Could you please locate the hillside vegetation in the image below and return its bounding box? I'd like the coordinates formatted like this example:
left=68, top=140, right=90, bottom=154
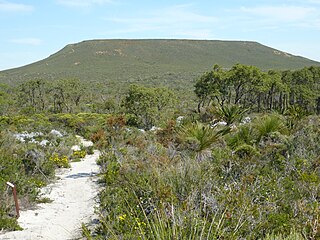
left=0, top=40, right=320, bottom=240
left=0, top=40, right=320, bottom=88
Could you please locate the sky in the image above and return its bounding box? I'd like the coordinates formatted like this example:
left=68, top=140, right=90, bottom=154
left=0, top=0, right=320, bottom=70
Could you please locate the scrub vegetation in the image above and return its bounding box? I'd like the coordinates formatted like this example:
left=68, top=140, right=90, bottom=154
left=0, top=46, right=320, bottom=239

===

**What this task involves**
Determine how many lines of the material above contain the word "return", and reply with that number alone.

**Task response**
3